_Directions_
How many lines in the data below contain the string "woman"? Letter case counts, so reply with that number alone.

[Entries for labeling bounding boxes]
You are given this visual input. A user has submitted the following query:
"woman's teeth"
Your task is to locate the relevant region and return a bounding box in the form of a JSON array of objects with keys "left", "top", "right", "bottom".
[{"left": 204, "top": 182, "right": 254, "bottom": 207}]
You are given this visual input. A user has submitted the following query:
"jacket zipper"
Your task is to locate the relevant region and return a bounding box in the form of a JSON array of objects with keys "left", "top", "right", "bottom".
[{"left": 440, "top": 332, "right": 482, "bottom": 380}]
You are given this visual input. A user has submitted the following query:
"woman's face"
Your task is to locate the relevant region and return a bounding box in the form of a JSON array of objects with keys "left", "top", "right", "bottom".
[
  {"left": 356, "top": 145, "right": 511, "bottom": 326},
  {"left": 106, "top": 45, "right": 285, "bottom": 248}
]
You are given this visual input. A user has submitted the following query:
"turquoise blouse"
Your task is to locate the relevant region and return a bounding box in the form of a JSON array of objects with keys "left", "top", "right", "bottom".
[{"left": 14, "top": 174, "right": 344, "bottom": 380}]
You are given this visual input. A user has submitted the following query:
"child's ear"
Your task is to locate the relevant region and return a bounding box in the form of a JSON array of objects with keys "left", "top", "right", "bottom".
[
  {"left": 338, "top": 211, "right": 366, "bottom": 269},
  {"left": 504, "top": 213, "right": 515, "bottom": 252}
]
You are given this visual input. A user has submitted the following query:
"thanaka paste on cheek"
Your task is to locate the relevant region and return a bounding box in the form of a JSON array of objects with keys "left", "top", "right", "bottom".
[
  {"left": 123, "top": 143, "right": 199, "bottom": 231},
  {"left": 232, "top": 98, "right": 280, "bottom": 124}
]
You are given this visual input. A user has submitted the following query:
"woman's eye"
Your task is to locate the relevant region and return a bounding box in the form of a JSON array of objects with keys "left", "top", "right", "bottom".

_Exercise answer_
3